**Work required:** Every line of the data that contains the string "facade" must be copied.

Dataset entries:
|---|
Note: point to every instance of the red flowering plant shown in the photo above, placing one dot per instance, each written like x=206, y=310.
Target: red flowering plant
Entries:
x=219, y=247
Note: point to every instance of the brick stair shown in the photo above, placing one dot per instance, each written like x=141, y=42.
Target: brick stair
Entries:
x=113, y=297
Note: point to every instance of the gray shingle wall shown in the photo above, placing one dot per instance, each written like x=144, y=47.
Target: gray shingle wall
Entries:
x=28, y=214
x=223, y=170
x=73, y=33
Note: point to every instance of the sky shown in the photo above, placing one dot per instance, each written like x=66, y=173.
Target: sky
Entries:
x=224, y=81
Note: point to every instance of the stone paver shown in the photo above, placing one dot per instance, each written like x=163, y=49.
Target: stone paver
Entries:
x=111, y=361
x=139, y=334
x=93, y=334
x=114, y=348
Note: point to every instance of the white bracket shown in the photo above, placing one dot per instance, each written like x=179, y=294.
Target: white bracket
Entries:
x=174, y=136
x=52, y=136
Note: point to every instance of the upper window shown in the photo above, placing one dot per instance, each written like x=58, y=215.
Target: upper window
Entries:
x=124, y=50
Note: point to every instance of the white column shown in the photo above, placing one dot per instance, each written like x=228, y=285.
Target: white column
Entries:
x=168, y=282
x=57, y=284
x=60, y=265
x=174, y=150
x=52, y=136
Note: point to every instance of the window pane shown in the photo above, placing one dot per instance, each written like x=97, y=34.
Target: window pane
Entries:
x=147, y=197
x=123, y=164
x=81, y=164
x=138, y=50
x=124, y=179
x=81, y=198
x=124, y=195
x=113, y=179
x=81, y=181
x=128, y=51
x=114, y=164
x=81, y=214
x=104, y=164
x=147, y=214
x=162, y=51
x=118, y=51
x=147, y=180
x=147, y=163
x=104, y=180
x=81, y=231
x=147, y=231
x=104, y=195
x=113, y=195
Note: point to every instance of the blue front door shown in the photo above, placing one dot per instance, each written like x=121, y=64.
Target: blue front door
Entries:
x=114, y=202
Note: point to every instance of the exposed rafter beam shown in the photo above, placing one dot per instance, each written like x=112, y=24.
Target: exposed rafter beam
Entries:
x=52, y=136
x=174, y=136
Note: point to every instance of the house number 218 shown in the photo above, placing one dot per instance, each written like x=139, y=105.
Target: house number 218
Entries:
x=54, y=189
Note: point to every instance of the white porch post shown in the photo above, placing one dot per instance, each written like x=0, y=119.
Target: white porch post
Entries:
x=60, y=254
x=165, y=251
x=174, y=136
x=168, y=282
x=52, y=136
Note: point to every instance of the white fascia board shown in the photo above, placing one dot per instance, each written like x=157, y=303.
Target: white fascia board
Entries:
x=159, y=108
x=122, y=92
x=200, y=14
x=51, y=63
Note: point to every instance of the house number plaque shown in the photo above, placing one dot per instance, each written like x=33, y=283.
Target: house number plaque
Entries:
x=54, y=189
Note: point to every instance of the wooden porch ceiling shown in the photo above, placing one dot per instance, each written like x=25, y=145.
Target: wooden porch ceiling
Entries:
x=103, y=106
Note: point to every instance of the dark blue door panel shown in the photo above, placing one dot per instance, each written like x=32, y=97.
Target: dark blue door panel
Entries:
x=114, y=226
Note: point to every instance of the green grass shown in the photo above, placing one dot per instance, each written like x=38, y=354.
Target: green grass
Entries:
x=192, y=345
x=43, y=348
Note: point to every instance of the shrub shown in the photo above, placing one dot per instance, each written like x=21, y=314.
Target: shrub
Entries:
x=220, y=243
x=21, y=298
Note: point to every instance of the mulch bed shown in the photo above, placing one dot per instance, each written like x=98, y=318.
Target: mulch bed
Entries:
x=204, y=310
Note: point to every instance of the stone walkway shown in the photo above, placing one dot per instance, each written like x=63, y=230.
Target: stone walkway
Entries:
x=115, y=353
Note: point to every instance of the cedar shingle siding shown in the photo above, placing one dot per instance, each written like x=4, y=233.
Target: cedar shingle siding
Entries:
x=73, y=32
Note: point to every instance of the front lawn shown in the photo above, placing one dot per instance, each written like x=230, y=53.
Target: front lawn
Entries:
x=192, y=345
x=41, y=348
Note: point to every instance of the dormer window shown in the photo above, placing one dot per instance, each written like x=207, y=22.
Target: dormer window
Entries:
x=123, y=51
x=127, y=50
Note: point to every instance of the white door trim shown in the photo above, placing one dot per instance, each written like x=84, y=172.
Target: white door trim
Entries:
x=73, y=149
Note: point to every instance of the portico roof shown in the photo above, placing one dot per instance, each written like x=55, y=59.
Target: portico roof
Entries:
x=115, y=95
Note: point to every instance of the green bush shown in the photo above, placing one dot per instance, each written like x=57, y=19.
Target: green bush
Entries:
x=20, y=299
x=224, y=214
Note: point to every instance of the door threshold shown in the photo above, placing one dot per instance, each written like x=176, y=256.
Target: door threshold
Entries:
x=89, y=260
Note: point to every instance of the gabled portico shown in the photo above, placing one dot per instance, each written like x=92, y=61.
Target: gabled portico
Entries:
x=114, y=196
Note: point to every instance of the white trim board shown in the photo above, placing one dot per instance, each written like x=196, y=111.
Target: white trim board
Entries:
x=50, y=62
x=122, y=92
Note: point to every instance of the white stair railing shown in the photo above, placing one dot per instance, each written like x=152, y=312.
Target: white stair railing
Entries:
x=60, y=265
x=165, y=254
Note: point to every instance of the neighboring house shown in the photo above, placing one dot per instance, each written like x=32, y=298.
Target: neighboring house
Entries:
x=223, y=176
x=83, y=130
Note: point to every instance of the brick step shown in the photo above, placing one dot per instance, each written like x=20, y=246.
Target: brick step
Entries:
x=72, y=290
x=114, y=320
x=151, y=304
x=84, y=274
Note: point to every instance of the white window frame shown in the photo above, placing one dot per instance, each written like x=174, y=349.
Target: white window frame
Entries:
|---|
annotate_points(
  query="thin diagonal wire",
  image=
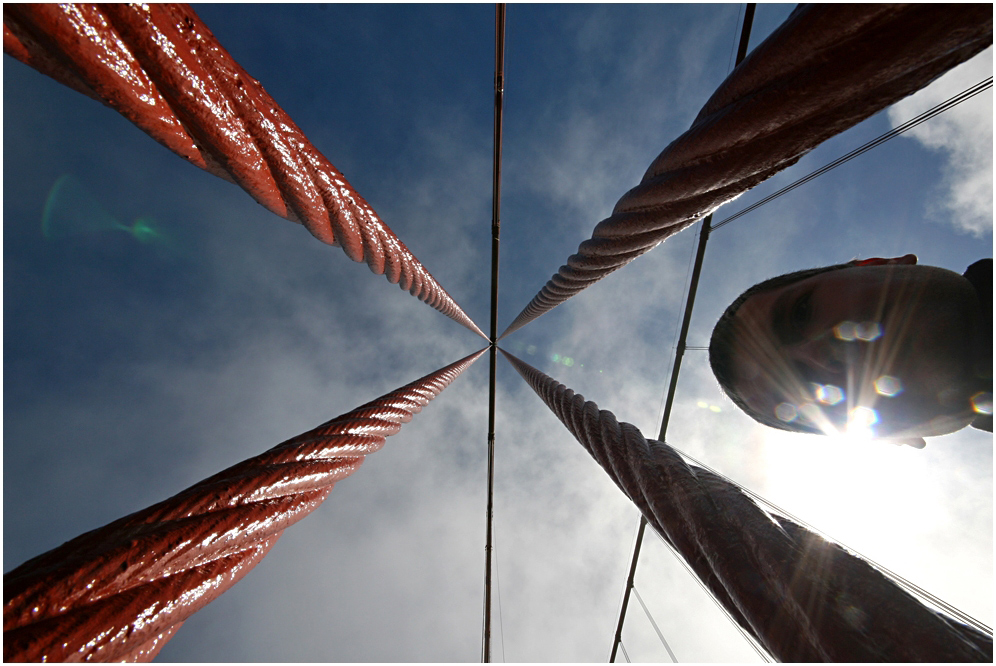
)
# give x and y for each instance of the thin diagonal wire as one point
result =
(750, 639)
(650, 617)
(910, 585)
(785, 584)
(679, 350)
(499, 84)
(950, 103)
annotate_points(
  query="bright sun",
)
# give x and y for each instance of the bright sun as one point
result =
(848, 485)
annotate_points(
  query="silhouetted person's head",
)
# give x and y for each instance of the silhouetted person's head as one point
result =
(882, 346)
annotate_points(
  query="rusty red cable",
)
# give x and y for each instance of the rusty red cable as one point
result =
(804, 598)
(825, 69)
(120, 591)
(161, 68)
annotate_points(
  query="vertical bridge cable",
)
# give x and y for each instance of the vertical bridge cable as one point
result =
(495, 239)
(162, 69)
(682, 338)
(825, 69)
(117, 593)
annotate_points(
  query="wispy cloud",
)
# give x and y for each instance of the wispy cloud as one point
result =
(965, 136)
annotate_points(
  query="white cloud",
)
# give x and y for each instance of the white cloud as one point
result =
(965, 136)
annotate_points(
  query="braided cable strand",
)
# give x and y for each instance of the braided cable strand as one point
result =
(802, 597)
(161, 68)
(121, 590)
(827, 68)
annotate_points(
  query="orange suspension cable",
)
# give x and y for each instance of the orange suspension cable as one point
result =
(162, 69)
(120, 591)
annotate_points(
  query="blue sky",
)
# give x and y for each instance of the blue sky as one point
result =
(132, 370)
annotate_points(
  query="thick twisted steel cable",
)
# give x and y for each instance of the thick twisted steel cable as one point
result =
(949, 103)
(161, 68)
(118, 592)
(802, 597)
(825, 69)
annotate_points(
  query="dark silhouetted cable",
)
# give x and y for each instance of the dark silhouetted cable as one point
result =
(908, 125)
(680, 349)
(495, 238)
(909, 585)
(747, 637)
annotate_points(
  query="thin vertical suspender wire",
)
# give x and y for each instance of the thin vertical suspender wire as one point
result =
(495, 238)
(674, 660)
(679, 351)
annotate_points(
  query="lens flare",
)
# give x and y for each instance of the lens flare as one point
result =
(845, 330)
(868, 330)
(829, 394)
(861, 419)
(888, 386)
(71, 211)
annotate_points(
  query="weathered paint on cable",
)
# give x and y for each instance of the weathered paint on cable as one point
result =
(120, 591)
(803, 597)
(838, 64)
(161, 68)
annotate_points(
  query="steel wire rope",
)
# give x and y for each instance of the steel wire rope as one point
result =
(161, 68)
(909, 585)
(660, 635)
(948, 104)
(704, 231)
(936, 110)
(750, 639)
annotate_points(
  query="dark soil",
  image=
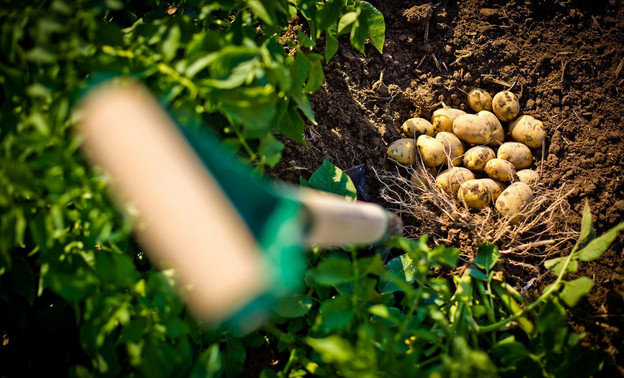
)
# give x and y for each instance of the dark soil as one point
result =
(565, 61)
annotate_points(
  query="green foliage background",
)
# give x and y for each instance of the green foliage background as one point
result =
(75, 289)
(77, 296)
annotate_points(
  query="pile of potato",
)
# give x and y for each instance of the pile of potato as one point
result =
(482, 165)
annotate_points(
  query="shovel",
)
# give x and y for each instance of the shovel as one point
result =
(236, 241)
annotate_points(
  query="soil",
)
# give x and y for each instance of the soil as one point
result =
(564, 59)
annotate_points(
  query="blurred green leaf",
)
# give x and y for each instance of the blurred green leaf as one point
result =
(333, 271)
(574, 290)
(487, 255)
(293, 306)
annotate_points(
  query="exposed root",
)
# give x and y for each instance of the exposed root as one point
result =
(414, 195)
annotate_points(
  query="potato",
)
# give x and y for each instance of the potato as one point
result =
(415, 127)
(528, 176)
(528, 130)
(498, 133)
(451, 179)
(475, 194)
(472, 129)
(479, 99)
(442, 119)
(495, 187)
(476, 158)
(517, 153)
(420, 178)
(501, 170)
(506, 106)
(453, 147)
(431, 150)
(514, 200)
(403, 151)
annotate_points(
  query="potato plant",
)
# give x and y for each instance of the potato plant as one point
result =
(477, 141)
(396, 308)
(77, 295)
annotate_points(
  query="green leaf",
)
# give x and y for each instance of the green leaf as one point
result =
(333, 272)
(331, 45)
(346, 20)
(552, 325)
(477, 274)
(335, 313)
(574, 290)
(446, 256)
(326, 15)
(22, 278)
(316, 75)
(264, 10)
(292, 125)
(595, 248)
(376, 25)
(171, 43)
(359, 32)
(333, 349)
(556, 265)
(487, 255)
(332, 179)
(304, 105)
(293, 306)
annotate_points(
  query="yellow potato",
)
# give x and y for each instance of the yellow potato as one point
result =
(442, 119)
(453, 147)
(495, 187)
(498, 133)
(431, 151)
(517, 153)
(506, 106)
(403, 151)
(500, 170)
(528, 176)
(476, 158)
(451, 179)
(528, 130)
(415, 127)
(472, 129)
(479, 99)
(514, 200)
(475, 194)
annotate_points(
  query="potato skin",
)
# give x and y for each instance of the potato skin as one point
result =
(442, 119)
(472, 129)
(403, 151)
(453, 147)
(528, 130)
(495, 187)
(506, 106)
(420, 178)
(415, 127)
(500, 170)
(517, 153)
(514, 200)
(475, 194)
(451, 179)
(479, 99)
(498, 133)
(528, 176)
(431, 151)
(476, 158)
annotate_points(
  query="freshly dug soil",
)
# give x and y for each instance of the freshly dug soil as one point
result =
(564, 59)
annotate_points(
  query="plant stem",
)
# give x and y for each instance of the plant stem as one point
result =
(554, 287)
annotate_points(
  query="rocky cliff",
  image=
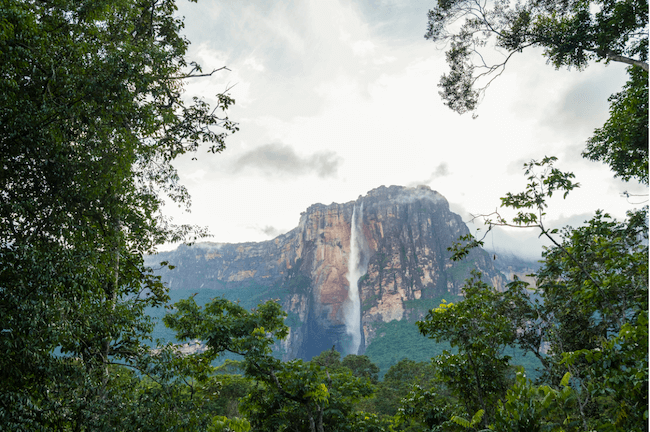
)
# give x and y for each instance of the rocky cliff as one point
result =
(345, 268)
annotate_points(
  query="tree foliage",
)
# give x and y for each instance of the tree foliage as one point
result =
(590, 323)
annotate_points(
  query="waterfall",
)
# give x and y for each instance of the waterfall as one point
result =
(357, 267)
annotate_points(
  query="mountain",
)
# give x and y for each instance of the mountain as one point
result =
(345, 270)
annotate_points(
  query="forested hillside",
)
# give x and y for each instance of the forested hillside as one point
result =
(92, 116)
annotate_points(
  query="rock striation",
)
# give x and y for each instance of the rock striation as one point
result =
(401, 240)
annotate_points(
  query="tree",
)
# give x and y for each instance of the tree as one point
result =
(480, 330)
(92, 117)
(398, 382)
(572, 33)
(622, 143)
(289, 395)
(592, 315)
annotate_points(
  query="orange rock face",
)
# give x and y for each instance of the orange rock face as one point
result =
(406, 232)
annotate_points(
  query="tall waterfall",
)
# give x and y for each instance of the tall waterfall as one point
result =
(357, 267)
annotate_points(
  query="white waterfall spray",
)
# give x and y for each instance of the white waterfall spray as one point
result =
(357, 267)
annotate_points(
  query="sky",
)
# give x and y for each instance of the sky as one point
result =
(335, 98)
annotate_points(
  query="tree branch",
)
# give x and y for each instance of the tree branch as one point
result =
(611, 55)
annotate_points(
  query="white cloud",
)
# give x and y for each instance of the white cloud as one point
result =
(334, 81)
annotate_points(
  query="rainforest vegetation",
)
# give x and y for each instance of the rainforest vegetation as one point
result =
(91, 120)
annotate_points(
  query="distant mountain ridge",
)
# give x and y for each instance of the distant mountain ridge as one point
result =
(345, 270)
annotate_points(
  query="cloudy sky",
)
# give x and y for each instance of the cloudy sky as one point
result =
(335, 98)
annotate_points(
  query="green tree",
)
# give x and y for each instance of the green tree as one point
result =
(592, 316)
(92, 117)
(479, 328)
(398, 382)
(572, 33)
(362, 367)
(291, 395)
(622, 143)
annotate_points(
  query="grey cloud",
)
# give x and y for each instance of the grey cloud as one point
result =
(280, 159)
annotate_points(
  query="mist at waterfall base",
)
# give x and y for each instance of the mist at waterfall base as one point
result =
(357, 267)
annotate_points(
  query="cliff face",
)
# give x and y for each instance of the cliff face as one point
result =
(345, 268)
|---|
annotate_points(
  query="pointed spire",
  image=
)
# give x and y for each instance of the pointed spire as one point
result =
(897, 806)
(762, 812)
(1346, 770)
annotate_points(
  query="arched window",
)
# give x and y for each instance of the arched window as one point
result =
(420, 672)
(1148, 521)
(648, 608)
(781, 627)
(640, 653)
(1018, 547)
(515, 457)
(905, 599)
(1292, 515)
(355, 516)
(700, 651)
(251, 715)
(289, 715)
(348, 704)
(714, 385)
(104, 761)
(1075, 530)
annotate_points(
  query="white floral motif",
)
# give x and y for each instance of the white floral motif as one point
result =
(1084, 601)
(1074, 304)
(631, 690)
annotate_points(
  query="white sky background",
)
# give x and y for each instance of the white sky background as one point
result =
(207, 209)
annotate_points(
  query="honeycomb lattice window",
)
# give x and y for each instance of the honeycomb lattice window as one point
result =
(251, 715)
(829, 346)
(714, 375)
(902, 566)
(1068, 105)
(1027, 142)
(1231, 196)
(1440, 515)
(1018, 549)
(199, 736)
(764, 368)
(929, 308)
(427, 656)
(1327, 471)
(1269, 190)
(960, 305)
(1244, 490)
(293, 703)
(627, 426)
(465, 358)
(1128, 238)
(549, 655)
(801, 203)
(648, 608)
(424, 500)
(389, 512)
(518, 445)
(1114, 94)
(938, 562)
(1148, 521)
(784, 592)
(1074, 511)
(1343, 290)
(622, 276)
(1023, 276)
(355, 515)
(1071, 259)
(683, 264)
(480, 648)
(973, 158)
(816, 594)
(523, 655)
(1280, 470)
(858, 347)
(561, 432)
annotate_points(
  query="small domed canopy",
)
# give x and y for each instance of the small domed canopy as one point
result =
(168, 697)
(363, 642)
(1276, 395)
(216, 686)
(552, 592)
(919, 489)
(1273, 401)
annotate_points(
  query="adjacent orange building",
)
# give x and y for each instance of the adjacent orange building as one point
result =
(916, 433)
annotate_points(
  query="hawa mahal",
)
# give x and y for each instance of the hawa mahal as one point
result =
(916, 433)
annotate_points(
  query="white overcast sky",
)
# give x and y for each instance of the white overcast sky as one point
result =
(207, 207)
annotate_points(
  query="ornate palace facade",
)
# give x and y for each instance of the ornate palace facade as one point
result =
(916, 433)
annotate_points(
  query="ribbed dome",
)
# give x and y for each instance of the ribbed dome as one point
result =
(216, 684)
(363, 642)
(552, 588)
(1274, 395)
|---|
**Output of the task:**
  query="ornate palace facade",
# give x and y for each instance of the ornate palace facade as one point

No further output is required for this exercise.